SET PROBLEM: Please rewrite the part of the items that opens with the line containing "query | dark wall trim" and closes with the line containing "(1073, 783)", keeping every line, requests included, but scale each point coordinate in the answers by 1.05 and round it to a whole number, rounding halves up. Give only those lines.

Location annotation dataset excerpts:
════
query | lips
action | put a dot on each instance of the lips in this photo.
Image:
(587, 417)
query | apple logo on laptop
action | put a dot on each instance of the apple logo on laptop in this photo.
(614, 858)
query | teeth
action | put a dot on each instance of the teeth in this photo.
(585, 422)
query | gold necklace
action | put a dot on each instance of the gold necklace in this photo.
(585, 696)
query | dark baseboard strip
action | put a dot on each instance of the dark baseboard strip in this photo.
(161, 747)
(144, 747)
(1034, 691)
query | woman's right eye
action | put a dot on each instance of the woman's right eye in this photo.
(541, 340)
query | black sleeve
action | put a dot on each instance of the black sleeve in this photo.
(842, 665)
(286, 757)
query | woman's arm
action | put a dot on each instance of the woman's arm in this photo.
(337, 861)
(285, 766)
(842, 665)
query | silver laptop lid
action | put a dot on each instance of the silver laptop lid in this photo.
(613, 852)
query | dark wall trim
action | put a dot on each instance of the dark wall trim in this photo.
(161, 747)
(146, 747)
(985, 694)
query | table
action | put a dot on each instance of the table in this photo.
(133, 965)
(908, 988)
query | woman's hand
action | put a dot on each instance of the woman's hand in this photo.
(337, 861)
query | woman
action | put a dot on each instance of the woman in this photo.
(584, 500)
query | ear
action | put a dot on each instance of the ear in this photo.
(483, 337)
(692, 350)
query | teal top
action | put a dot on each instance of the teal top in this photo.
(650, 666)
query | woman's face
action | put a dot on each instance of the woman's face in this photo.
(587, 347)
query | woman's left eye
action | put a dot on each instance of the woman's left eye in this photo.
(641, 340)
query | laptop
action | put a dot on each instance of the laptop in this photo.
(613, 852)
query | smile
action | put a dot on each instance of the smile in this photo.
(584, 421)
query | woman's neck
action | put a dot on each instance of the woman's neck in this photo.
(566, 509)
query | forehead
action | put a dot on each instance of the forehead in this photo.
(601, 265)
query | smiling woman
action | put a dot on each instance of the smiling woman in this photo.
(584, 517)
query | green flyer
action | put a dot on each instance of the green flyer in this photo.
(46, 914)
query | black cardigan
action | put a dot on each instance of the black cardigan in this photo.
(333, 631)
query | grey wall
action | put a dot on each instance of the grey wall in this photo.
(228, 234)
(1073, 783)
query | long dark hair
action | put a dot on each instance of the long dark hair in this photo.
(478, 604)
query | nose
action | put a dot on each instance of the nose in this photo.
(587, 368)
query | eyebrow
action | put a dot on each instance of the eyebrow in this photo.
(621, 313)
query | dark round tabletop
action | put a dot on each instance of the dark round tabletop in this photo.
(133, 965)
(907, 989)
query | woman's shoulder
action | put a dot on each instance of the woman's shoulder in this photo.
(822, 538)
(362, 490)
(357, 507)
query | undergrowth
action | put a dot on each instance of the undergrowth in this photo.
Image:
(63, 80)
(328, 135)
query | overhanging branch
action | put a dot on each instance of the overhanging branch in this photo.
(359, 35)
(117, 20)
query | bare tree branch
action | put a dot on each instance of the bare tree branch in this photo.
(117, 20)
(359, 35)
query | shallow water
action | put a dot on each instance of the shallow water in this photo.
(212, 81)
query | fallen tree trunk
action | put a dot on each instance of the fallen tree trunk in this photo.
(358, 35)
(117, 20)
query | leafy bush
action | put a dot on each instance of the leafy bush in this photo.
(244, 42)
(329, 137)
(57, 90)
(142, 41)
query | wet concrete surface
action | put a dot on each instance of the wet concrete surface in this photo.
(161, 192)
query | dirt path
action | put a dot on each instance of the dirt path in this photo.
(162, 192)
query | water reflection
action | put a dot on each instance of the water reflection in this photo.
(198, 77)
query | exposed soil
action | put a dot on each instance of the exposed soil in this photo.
════
ANSWER TO THIS TASK:
query | dark wall trim
action | put a dot on each instance of the dark wall trim in this photo.
(169, 784)
(153, 784)
(1034, 729)
query | table
action | put a dot on each instance of the table in this photo.
(140, 1013)
(953, 1037)
query | woman's hand
action | put a dot on each instance of the woman's hand in this photo.
(354, 904)
query | woman
action | put a dot on each instance of the woman in this photo.
(613, 525)
query | ear
action | put a dot on each instance of the ear in this photo.
(507, 354)
(727, 368)
query | teal top
action | put a dot on each instance of the teal top in this photo.
(683, 699)
query | woman's face
action | put a dot on each instance of the woman's face in this photo.
(616, 364)
query | woman's left eye
action | put a dot on each instance of the woman's left eye in this photo.
(673, 357)
query | laptop
action | put a dot on each instance of the laptop in this photo.
(644, 895)
query | smile
action | put a dot on each instance of the smile in this photo.
(613, 442)
query | woman's neck
action | put a dot on each instance of the woman's neck in this photo.
(594, 534)
query | forehead
action | put a dot on each instance of the forehead in this photo.
(631, 278)
query | smiling woman
action | put a dot on each instance of the smiling woman in this photo.
(613, 543)
query | green flyer
action | put a dot on each instance of the green flyer in this photo.
(48, 960)
query | black cardigan
action | put a dot on each instance of the black cardigan in this photo.
(350, 663)
query | grey wall
action | put a dot on each instance of the grey wall in this photo.
(239, 246)
(1127, 822)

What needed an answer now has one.